> **Exercise passage**
+---+
Tuesday, April 12, 2011

4/12/11 IN THE BLINK OF AN EYE

GONE WITH THE WIND?
Tuesday, 7:15 AM.  37 degrees, wind SW, calm.  The sky is blue and the barometer is up.  Spring is here.
    Spring is definitely here, as the ice went out yesterday.  At 8:00 AM the channel was iced in as far as I could see.  Having a second cup of coffee at 9:30 I looked out the window and it was gone!  I would dearly have liked to have seen how it went:  was it pushed out into the lake between Madeline and Long Islands by the strong west wind, or did it suddenly all reach a critical temperature and melt?  The only folks who will know for sure are the ferry captains.  In any case, it was a sudden and dramatic event.
    We usually think of the processes of nature as being very slow, steady, predictable.  We fool ourselves.  Think of tornadoes, earthquakes, temperature inversions when the lake waters turn over.  One is always surprised, sometimes regretfully so. 
    I have come to the conclusion that social phenomena can be equally sudden and unpredictable.  Think of the demise of the Soviet Union; one day it was a powerful adversary, the next it did not exist.  The same with the present revolutionary storm in the Arab world; no one predicted it, and no one knows how it will end. Things reach a critical mass and are transformed in an instant, in the blink of an eye.
    I have heard manypeople who should know better say that our Constitution is a meaningless anachronism, the same with the family, with social mores, with religion. And yet these are the very fundamental strengths of our society and our country.  If they become weak or are eliminated, one by one, we will look out the window one morning over our coffee and it will be gone before our very eyes, and our civilization will enter another Dark Age filled with pain, sorrow and deprivation.  One cannot trust evolution, whether in nature or society, to go always forward.  It also causes death and extinction.

Monday, April 11, 2011

4/11/11 ALDERS IN BLOOM

TAG ALDER IN BLOOM

MALE CATKINS FULL OF POLLEN

TINY FEMALE CONES
Monday, 7:30 AM.  44 degrees, wind variable but mostly west.  The sky is mostly overcast but the barometer predicts sunshine.
    The tag alders ( Alnus incana ) are blooming, the male catkins hanging pendulously, full of pollen, from the ends of branches, the tiny purple cone-like flowers just above them.   One of he first things to bloom in spring, The "tag alder" is a common , large shrub of southern Canada and the northern US, west to Nebraska.  It grows in swamps and along stream banks and lakeshores.
+---+
> **Records supplied**

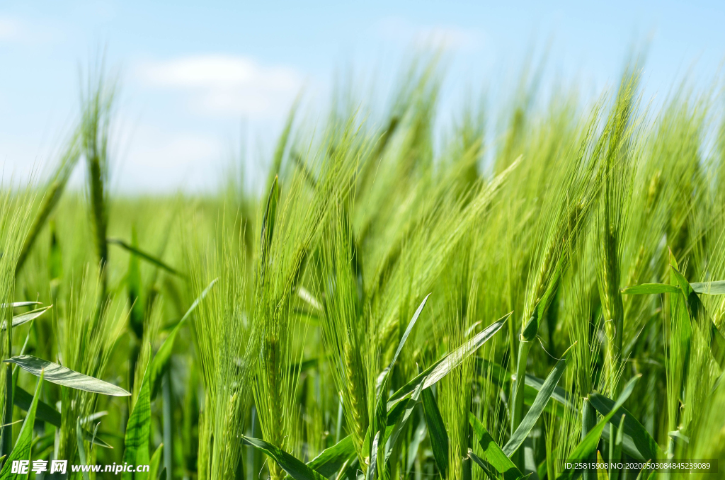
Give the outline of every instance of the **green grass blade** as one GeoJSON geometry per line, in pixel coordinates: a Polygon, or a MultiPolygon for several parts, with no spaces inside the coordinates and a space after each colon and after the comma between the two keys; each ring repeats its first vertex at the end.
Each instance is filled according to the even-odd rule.
{"type": "Polygon", "coordinates": [[[725,280],[718,281],[704,281],[690,284],[692,291],[696,294],[705,295],[725,295],[725,280]]]}
{"type": "MultiPolygon", "coordinates": [[[[619,397],[617,399],[617,402],[614,405],[612,410],[609,412],[602,420],[597,423],[596,426],[587,434],[587,436],[579,442],[574,449],[574,451],[571,452],[567,459],[567,462],[571,462],[572,463],[576,463],[579,462],[586,462],[587,459],[589,458],[594,453],[597,451],[597,446],[599,444],[600,438],[602,436],[602,431],[604,430],[604,426],[608,422],[611,420],[612,417],[614,416],[615,413],[619,410],[628,398],[629,395],[631,394],[632,391],[634,389],[634,386],[637,384],[637,381],[642,375],[637,375],[633,377],[627,384],[624,386],[624,389],[622,390],[622,393],[620,394],[619,397]]],[[[566,468],[562,472],[561,475],[558,477],[558,480],[574,480],[578,478],[583,471],[566,468]]]]}
{"type": "Polygon", "coordinates": [[[418,428],[413,432],[413,439],[410,440],[410,443],[408,444],[407,460],[405,464],[406,476],[410,473],[410,468],[413,468],[413,465],[415,462],[415,458],[418,456],[418,450],[420,447],[420,442],[426,437],[426,433],[428,433],[428,426],[426,425],[425,418],[423,418],[418,424],[418,428]]]}
{"type": "Polygon", "coordinates": [[[539,391],[539,394],[534,400],[531,407],[529,409],[526,415],[521,419],[521,423],[518,424],[516,430],[511,435],[511,438],[509,439],[508,442],[504,445],[503,451],[507,456],[510,457],[518,450],[518,447],[521,446],[523,441],[529,436],[529,434],[531,432],[531,429],[534,428],[534,423],[539,420],[539,416],[544,411],[547,403],[549,402],[549,399],[551,398],[551,396],[554,393],[554,389],[556,388],[557,384],[559,383],[559,378],[564,373],[564,369],[566,368],[566,360],[571,351],[570,347],[569,349],[564,352],[562,359],[554,365],[553,370],[551,371],[546,381],[542,385],[542,389],[539,391]]]}
{"type": "MultiPolygon", "coordinates": [[[[48,305],[47,307],[44,307],[43,308],[38,308],[34,310],[31,310],[26,313],[21,313],[20,315],[16,315],[12,318],[12,328],[18,326],[19,325],[22,325],[23,323],[27,323],[31,320],[35,320],[38,317],[41,316],[49,309],[52,308],[53,305],[48,305]]],[[[0,331],[5,329],[5,322],[0,322],[0,331]]]]}
{"type": "Polygon", "coordinates": [[[500,320],[491,324],[489,327],[484,329],[483,331],[476,334],[476,336],[456,349],[455,351],[439,360],[422,373],[419,373],[415,378],[399,389],[397,392],[390,397],[388,401],[388,410],[390,411],[400,400],[415,391],[415,388],[421,382],[423,384],[423,389],[430,388],[441,378],[448,375],[452,370],[460,365],[465,358],[476,352],[481,345],[489,341],[496,332],[500,330],[510,316],[511,316],[511,313],[507,313],[500,320]]]}
{"type": "Polygon", "coordinates": [[[199,306],[199,304],[203,300],[209,291],[214,286],[214,284],[217,282],[219,278],[215,278],[212,280],[207,288],[204,289],[203,291],[199,294],[198,297],[191,304],[191,306],[188,307],[186,313],[184,313],[183,316],[181,317],[181,320],[179,320],[174,329],[171,331],[168,336],[162,344],[161,347],[159,348],[159,351],[156,352],[156,355],[154,356],[154,360],[151,362],[151,365],[149,367],[151,370],[151,397],[154,398],[156,397],[156,394],[159,390],[159,386],[161,384],[161,378],[163,376],[165,369],[169,363],[169,358],[171,357],[171,352],[174,347],[174,341],[176,339],[176,336],[178,334],[179,330],[183,326],[186,320],[191,316],[191,314],[199,306]]]}
{"type": "Polygon", "coordinates": [[[164,444],[160,444],[151,456],[149,464],[149,480],[156,480],[159,478],[159,471],[161,469],[161,458],[164,452],[164,444]]]}
{"type": "Polygon", "coordinates": [[[14,363],[36,376],[39,377],[45,371],[45,379],[57,385],[112,397],[130,396],[130,393],[120,386],[33,355],[18,355],[4,361],[6,363],[14,363]]]}
{"type": "MultiPolygon", "coordinates": [[[[612,408],[615,405],[613,400],[598,393],[589,394],[589,403],[602,416],[606,416],[611,413],[612,408]]],[[[655,439],[650,435],[642,424],[637,421],[634,415],[627,410],[627,409],[624,408],[624,407],[620,407],[618,411],[614,413],[613,420],[610,422],[611,424],[616,427],[617,423],[616,421],[618,418],[621,418],[622,415],[624,415],[624,433],[631,438],[635,447],[642,455],[642,459],[655,460],[661,458],[663,452],[659,445],[655,441],[655,439]]],[[[610,430],[610,431],[611,432],[612,430],[610,430]]]]}
{"type": "MultiPolygon", "coordinates": [[[[80,417],[75,420],[75,443],[78,445],[78,457],[81,465],[88,465],[88,458],[86,455],[86,445],[83,444],[83,429],[80,428],[80,417]]],[[[87,471],[83,472],[83,480],[90,480],[87,471]]]]}
{"type": "MultiPolygon", "coordinates": [[[[42,302],[13,302],[12,304],[13,308],[18,308],[19,307],[30,307],[31,305],[43,305],[42,302]]],[[[0,308],[7,308],[7,304],[0,305],[0,308]]]]}
{"type": "Polygon", "coordinates": [[[423,410],[426,414],[426,424],[428,426],[433,456],[441,476],[444,479],[448,470],[448,432],[446,431],[436,399],[429,388],[423,390],[423,410]]]}
{"type": "Polygon", "coordinates": [[[178,277],[186,276],[181,272],[178,271],[175,268],[173,268],[173,267],[169,266],[167,264],[160,260],[158,258],[156,258],[151,254],[146,253],[146,252],[144,252],[141,249],[136,248],[133,245],[129,245],[128,244],[127,244],[123,240],[121,240],[120,239],[106,239],[106,241],[112,245],[118,245],[124,250],[130,252],[132,255],[136,255],[139,258],[144,259],[149,263],[151,263],[152,265],[155,265],[159,268],[161,268],[162,270],[165,270],[169,273],[171,273],[172,275],[175,275],[178,277]]]}
{"type": "MultiPolygon", "coordinates": [[[[484,452],[486,454],[486,458],[488,462],[496,469],[496,471],[501,473],[503,476],[504,480],[516,480],[517,479],[521,479],[523,476],[521,471],[516,467],[516,465],[511,461],[496,441],[494,440],[493,437],[484,426],[484,424],[476,418],[472,412],[468,412],[468,421],[471,423],[471,426],[473,429],[473,435],[476,436],[476,439],[478,441],[478,444],[484,450],[484,452]]],[[[469,456],[471,456],[469,453],[469,456]]],[[[471,458],[474,462],[481,465],[481,463],[471,456],[471,458]]]]}
{"type": "Polygon", "coordinates": [[[326,480],[313,468],[307,466],[301,460],[295,458],[278,447],[268,443],[260,439],[249,436],[241,436],[241,442],[245,445],[254,447],[269,455],[277,464],[294,480],[326,480]]]}
{"type": "MultiPolygon", "coordinates": [[[[14,394],[13,400],[14,400],[15,406],[27,412],[30,408],[30,405],[33,405],[33,395],[17,386],[13,389],[13,392],[14,394]]],[[[51,425],[59,427],[60,418],[60,412],[43,400],[38,401],[38,406],[36,410],[36,418],[37,420],[42,420],[51,425]]]]}
{"type": "MultiPolygon", "coordinates": [[[[149,441],[151,434],[150,370],[147,365],[138,397],[126,424],[123,461],[129,465],[149,465],[149,441]]],[[[140,474],[137,473],[134,477],[134,473],[124,472],[123,478],[128,480],[145,479],[148,474],[148,472],[140,474]]]]}
{"type": "Polygon", "coordinates": [[[342,465],[355,458],[355,447],[352,442],[352,436],[348,435],[307,462],[307,466],[323,476],[328,477],[339,471],[342,465]]]}
{"type": "Polygon", "coordinates": [[[676,294],[679,289],[666,284],[642,284],[628,286],[622,290],[624,295],[649,295],[652,294],[676,294]]]}
{"type": "Polygon", "coordinates": [[[433,371],[426,376],[426,381],[423,384],[423,389],[430,388],[439,380],[448,375],[452,370],[463,363],[464,360],[488,342],[496,332],[501,329],[508,318],[511,316],[511,313],[513,312],[507,313],[499,320],[484,328],[483,331],[459,347],[455,352],[447,355],[443,361],[436,365],[433,371]]]}
{"type": "Polygon", "coordinates": [[[38,401],[41,397],[41,387],[43,386],[43,372],[41,372],[38,380],[38,386],[36,387],[36,394],[33,396],[33,402],[30,408],[28,409],[28,414],[22,422],[22,427],[20,429],[20,434],[17,436],[15,442],[15,447],[12,449],[7,460],[3,465],[2,471],[0,471],[0,480],[20,480],[28,478],[28,475],[19,475],[12,473],[12,465],[14,461],[21,460],[30,460],[30,449],[33,446],[33,426],[36,421],[36,410],[38,407],[38,401]]]}
{"type": "MultiPolygon", "coordinates": [[[[13,400],[14,401],[15,406],[27,412],[30,408],[30,405],[33,405],[33,395],[17,386],[13,389],[13,400]]],[[[60,427],[60,412],[43,400],[38,400],[38,406],[36,410],[36,421],[37,421],[38,420],[50,423],[54,426],[60,427]]],[[[98,445],[99,447],[103,447],[104,448],[113,448],[113,447],[108,444],[98,436],[94,436],[94,435],[87,430],[83,430],[83,432],[84,440],[91,442],[91,443],[98,445]]]]}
+---+
> **Activity 1**
According to the journal, where do tag alders grow?
> **Activity 2**
Quote the journal from "Tuesday, 7:15 AM.  37" to "and dramatic event.".

> **Expected output 1**
In swamps and along stream banks and lakeshores.

> **Expected output 2**
Tuesday, 7:15 AM.  37 degrees, wind SW, calm.  The sky is blue and the barometer is up.  Spring is here.
    Spring is definitely here, as the ice went out yesterday.  At 8:00 AM the channel was iced in as far as I could see.  Having a second cup of coffee at 9:30 I looked out the window and it was gone!  I would dearly have liked to have seen how it went:  was it pushed out into the lake between Madeline and Long Islands by the strong west wind, or did it suddenly all reach a critical temperature and melt?  The only folks who will know for sure are the ferry captains.  In any case, it was a sudden and dramatic event.